> _Entries provided_:
>> Start

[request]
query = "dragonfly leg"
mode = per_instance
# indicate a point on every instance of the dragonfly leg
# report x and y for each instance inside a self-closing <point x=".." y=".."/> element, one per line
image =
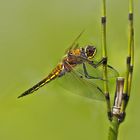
<point x="87" y="75"/>
<point x="102" y="61"/>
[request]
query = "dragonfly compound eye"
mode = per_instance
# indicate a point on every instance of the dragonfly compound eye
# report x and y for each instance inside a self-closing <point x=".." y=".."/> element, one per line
<point x="90" y="51"/>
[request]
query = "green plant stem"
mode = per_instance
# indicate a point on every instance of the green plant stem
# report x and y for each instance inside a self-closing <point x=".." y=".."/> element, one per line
<point x="113" y="129"/>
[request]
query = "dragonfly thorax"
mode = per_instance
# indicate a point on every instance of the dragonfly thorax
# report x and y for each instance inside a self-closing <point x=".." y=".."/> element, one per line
<point x="90" y="51"/>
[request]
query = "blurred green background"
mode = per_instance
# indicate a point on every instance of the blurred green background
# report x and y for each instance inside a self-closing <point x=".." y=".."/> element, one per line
<point x="33" y="37"/>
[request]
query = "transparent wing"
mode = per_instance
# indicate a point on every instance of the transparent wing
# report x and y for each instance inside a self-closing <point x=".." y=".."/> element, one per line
<point x="75" y="82"/>
<point x="74" y="45"/>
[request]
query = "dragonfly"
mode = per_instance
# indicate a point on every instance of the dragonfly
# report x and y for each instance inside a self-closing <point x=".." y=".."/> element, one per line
<point x="74" y="57"/>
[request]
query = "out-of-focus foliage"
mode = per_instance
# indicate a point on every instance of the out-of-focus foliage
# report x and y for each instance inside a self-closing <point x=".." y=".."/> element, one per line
<point x="33" y="38"/>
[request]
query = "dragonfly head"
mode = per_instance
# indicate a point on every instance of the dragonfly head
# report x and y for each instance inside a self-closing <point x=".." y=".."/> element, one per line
<point x="90" y="51"/>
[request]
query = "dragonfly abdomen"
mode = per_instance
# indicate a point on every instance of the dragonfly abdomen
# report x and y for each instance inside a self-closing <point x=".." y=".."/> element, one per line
<point x="55" y="73"/>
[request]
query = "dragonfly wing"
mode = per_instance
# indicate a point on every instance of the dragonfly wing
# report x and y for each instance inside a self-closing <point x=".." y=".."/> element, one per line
<point x="77" y="84"/>
<point x="74" y="44"/>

>> End

> _Task to carry out_: Show each line from the entries above that contains the string "every".

> _Answer for the task_:
# indicate a point on every instance of the dragonfly leg
# indicate a point on every instance of the dragonfly compound eye
# indicate a point on every instance of the green plant stem
# indicate a point on every instance of the dragonfly thorax
# indicate a point on every instance of the blurred green background
# indicate a point on every instance of the transparent wing
# indicate a point on every instance of the dragonfly
# indicate a point on every instance of the out-of-focus foliage
# indicate a point on every instance of the dragonfly head
# indicate a point on every instance of the dragonfly abdomen
# indicate a point on every instance of the dragonfly wing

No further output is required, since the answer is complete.